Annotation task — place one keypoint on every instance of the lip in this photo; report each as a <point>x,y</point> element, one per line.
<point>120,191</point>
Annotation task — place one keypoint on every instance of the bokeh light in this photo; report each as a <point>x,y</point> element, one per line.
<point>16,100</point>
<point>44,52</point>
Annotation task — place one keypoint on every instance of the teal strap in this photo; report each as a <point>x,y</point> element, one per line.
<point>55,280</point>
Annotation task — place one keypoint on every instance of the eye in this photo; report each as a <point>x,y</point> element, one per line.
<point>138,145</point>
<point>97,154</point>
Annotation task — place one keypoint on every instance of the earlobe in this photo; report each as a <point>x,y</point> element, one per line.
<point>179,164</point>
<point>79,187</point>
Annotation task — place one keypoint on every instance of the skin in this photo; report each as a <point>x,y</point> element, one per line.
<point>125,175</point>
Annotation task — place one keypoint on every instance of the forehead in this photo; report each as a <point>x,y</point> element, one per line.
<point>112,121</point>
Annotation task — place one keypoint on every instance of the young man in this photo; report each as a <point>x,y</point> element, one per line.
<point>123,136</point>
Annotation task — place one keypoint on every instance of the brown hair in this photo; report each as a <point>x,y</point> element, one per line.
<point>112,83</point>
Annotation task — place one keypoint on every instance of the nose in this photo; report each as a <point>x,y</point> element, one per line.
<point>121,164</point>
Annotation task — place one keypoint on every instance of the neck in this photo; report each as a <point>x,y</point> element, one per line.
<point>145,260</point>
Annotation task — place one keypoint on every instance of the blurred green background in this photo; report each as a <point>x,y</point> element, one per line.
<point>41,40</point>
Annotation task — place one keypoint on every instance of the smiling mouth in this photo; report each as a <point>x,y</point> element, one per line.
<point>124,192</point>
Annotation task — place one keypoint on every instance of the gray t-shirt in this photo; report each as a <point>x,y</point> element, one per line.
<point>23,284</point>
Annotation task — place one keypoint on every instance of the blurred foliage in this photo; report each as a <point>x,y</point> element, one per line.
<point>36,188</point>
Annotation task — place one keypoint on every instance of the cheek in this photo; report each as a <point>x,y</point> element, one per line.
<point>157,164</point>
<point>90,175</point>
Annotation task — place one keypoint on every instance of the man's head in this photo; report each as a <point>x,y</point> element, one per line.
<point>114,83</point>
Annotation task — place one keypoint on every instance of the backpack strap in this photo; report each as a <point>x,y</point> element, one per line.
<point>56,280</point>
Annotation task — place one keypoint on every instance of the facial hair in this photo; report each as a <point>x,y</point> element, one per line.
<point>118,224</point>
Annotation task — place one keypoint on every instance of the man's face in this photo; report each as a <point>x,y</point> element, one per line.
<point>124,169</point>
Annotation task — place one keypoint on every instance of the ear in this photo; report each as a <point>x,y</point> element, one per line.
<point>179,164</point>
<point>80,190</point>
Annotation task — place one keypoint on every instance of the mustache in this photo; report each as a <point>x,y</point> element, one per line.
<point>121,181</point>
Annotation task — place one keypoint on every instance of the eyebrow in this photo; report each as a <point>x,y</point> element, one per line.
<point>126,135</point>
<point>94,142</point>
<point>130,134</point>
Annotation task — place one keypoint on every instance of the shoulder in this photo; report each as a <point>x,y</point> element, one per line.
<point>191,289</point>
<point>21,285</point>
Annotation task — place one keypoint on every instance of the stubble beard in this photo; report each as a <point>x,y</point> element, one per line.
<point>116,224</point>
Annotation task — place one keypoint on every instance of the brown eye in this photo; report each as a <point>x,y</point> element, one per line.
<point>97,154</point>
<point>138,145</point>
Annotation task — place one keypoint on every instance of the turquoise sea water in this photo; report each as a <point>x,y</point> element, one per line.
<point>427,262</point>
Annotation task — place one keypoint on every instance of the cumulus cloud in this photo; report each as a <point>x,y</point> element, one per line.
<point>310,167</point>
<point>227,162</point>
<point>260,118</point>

= = = = =

With no line skipped, copy the entries exactly as written.

**Solved problem:**
Annotation task — place one keypoint on every instance of the lip in this photo; report each as a <point>x,y</point> element, one per line.
<point>120,191</point>
Annotation task — place one keypoint on every instance of the bokeh light in this photo; report each as a <point>x,y</point> element, one per line.
<point>16,100</point>
<point>44,52</point>
Annotation task — place one keypoint on every instance of the teal strap in this photo; report each as a <point>x,y</point> element, one per line.
<point>55,280</point>
Annotation task — place one keypoint on every instance of the eye in this photo; report each as a <point>x,y</point> element, one per line.
<point>138,145</point>
<point>97,154</point>
Annotation task — place one keypoint on every instance of the earlobe in this photo; report each as a <point>x,y</point> element, one per line.
<point>179,164</point>
<point>79,187</point>
Annotation task — place one keypoint on every instance of the skin in this photo; report each as a <point>x,y</point> element, one per line.
<point>125,175</point>
Annotation task — place one keypoint on every instance of the forehead in this photo; report each as a <point>x,y</point> element, one per line.
<point>112,121</point>
Annotation task — place one keypoint on every instance of the young man in this photo; report each as a <point>x,y</point> element, one per line.
<point>123,136</point>
Annotation task — place one keypoint on every instance of the brown hair in this photo; report each as a <point>x,y</point> element, one per line.
<point>112,83</point>
Annotation task — place one keypoint on every instance of the nose in this photo; report each as a <point>x,y</point> element, one per line.
<point>121,164</point>
Annotation task — place one keypoint on every instance of the neck in this photo; report each as a <point>x,y</point> element, one per line.
<point>145,260</point>
Annotation task — place one keypoint on every instance of the blurred green background in this photo; report each as a <point>x,y</point> element, one per line.
<point>41,40</point>
Annotation task — place one keypoint on every instance of the smiling mouth in this photo; report each as a <point>x,y</point> element, one per line.
<point>124,192</point>
Annotation task — place one keypoint on every instance of the gray t-shirt in this photo; report each as a <point>x,y</point> element, one per line.
<point>23,284</point>
Annotation task — place one keypoint on every instance of the blurred foliage in this photo; report each as a <point>x,y</point> element, one per line.
<point>36,188</point>
Annotation task — place one keypoint on every instance of the cheek in this photo; report each as a <point>x,y</point> element, one per line.
<point>157,164</point>
<point>90,175</point>
Annotation task — place one keypoint on every instance of the man's head in this photo; report each as a <point>x,y</point> element, one per line.
<point>114,83</point>
Annotation task — place one keypoint on every instance of the backpack strap in this photo; report each as a <point>x,y</point> element, one per line.
<point>56,280</point>
Annotation task — place one keypoint on every instance of the facial hair in this photo; report each as a <point>x,y</point> element, one per line.
<point>118,224</point>
Annotation task — place one keypoint on every instance of the man's face in this photo; report each as a <point>x,y</point> element, one per line.
<point>124,169</point>
Annotation task — place one keypoint on every instance of the ear in this photo; report each as a <point>x,y</point> element, one per line.
<point>179,164</point>
<point>80,190</point>
Annotation task — place one keypoint on every instance of the mustache in this photo; report each as a <point>x,y</point> element, one per line.
<point>121,181</point>
Annotation task — place one keypoint on every instance of the eyebrow in this photo; report each as a <point>x,y</point> element, one per line.
<point>126,135</point>
<point>94,142</point>
<point>130,134</point>
Annotation task — place one keypoint on every instance of the shoulder in this photo; report each as a <point>x,y</point> element, one per line.
<point>191,289</point>
<point>21,285</point>
Annotation task — place one keypoint on every instance of the stubble beard in this photo; report each as a <point>x,y</point> element, one per line.
<point>116,224</point>
Annotation task — place one keypoint on every instance of the brown eye in this photo; report each as a <point>x,y</point> element, one per line.
<point>97,154</point>
<point>138,145</point>
Annotation task — place one keypoint on every instance of the turquoise sea water in this photo; report each as a <point>x,y</point> element, one per line.
<point>427,262</point>
Annotation task — place one keypoint on every instance of the cumulus cloud in this photo; report each as a <point>x,y</point> element, one per line.
<point>310,167</point>
<point>227,162</point>
<point>260,118</point>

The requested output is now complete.